■ **EXERCISE**
Work through the records below, line by line, and say how many lines include "pixel", with nothing else.

■ **PROVIDED INFORMATION**
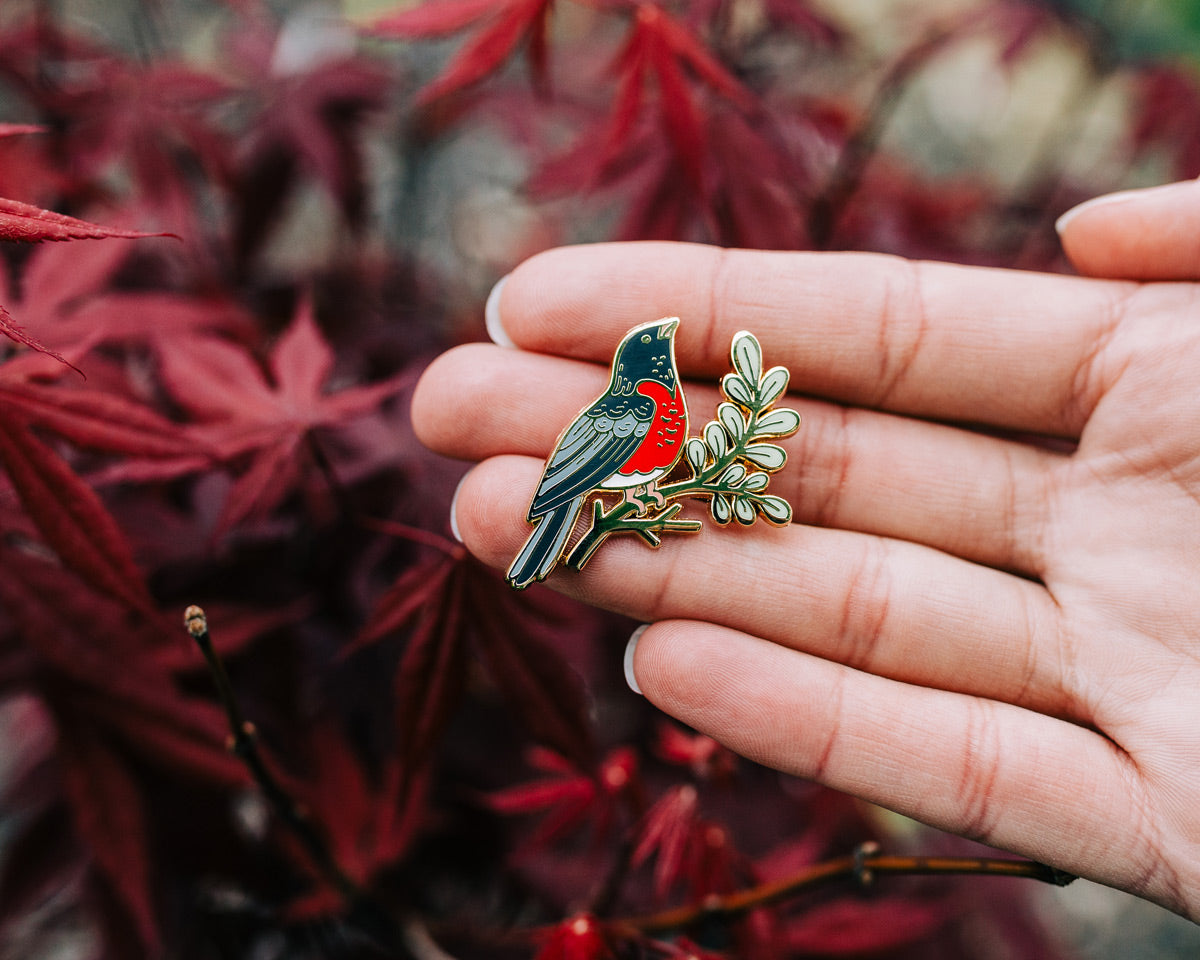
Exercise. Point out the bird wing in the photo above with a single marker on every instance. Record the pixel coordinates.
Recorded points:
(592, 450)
* * *
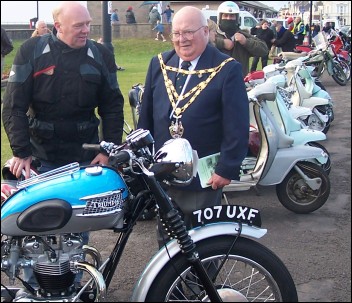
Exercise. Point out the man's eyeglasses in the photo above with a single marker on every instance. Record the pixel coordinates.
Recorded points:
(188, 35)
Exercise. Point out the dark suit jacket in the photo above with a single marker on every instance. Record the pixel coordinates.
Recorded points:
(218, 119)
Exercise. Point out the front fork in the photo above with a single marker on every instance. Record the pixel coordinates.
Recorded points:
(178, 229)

■ **FINAL ANSWER**
4